** begin RECORD EXTRACTS **
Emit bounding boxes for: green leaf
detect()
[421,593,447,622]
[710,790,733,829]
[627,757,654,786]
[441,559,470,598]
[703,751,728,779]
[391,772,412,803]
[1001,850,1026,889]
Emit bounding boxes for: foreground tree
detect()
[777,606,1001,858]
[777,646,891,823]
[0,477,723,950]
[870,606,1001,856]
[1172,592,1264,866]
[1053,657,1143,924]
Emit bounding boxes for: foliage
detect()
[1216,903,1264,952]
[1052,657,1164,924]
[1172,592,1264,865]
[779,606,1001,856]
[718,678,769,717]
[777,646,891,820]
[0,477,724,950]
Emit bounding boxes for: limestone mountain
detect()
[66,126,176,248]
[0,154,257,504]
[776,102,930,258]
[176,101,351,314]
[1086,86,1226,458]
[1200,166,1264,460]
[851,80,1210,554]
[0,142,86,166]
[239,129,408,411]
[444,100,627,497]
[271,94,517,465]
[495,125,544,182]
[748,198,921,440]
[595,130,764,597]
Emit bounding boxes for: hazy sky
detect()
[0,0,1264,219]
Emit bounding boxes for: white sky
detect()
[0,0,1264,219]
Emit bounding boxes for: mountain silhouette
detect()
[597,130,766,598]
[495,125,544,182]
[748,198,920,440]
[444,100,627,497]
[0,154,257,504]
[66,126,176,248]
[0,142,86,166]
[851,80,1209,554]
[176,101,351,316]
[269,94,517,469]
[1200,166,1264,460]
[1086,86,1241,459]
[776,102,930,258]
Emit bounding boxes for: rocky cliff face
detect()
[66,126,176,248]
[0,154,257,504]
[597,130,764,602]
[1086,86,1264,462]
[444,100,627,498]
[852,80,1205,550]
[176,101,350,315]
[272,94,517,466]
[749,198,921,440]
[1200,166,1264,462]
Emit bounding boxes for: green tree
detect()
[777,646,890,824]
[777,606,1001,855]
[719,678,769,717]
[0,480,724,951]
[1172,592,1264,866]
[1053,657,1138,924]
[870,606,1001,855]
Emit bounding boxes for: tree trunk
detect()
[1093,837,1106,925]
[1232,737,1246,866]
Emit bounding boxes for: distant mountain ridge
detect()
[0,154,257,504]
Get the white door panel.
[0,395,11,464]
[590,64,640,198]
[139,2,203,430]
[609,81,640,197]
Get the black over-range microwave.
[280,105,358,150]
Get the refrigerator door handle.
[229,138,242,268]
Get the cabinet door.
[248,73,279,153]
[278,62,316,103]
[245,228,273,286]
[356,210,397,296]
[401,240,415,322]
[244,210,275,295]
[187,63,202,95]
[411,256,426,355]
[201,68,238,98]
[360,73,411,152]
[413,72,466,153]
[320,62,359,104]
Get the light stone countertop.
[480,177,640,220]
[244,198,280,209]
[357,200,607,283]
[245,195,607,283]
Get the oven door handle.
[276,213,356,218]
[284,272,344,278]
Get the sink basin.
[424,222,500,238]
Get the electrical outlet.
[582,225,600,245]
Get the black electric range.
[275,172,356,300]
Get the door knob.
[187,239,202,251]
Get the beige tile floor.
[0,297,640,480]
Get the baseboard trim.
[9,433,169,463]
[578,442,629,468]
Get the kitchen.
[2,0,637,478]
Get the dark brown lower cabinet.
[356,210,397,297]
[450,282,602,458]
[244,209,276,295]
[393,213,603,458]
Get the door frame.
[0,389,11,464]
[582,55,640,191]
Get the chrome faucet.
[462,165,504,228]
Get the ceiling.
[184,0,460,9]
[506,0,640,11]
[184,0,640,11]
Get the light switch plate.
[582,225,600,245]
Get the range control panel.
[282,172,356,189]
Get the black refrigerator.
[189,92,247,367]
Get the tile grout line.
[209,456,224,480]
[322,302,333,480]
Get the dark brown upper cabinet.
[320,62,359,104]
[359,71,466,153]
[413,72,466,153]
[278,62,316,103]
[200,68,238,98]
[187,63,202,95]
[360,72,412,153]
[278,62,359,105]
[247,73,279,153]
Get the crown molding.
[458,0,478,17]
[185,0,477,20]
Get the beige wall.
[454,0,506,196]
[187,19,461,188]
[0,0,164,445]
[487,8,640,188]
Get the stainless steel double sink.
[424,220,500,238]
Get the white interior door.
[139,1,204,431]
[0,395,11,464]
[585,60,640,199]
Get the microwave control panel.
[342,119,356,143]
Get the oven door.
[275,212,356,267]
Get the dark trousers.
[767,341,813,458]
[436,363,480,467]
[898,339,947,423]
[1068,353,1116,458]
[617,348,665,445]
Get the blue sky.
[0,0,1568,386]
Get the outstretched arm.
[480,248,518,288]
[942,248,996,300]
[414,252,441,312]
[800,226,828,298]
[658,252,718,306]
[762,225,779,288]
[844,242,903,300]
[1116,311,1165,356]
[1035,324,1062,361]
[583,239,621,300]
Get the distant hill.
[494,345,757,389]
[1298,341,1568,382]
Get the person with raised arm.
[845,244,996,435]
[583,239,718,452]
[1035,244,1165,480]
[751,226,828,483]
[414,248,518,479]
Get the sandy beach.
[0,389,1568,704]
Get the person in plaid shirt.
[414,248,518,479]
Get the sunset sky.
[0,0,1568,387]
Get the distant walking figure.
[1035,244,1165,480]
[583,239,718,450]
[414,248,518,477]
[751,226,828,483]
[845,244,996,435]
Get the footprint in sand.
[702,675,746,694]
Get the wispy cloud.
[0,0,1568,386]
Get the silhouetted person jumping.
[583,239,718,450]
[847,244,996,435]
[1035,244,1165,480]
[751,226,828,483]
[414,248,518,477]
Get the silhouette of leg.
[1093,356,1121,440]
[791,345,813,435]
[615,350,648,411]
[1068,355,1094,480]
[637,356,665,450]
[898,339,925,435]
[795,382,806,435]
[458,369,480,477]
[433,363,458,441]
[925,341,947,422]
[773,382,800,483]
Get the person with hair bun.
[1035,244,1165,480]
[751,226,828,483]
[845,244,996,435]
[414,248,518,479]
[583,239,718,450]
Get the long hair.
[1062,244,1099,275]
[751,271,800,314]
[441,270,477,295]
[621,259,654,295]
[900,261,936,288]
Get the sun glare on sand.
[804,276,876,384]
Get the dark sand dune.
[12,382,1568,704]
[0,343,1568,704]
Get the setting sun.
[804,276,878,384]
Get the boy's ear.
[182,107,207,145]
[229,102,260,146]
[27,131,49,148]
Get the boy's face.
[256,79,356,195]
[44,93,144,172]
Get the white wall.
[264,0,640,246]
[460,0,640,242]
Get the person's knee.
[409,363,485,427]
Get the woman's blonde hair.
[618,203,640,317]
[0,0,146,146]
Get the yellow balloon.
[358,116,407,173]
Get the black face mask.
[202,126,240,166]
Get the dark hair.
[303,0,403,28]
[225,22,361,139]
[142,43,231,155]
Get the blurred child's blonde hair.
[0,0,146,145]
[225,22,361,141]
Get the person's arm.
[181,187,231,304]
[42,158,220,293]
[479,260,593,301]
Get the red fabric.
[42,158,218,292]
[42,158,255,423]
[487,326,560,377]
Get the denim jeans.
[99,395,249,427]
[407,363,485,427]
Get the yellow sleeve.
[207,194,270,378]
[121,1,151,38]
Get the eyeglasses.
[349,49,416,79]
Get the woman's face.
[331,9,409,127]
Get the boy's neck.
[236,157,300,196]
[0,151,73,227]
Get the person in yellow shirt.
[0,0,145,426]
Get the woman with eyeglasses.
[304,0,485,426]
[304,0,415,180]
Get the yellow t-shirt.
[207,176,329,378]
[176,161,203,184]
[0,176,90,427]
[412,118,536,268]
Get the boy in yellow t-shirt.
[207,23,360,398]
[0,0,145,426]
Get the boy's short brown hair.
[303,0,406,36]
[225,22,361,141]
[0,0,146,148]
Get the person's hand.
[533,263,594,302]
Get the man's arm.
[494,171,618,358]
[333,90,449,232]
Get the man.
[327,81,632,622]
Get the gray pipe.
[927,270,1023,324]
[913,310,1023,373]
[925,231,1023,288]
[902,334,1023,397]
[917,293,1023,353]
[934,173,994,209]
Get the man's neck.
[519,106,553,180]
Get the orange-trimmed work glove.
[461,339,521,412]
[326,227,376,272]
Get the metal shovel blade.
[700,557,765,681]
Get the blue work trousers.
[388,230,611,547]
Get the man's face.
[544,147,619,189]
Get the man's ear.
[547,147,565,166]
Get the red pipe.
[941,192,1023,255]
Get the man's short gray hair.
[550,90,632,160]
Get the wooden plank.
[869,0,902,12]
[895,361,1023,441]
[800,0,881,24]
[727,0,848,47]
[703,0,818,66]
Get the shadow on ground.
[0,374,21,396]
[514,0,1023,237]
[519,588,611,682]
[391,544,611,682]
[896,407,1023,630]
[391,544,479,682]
** end RECORD EXTRACTS **
Output the listing as a two-column CSV with the header columns "request" and "answer," one row per request, starting at the line containing "Get the black electric range." and ending at the line containing "[2,0,637,478]". Put each request's text and its answer in a single quoted field, with any line breaks replaced by spaces.

= ANSWER TO THIS PROBLEM =
request,answer
"Get the black electric range.","[275,172,356,300]"
"Get the door knob.","[187,239,202,251]"
"Get the beige tile floor.","[0,297,640,480]"
"Get the baseboard trim.","[9,433,169,463] [578,442,629,468]"
"Get the kitchen.","[2,0,637,478]"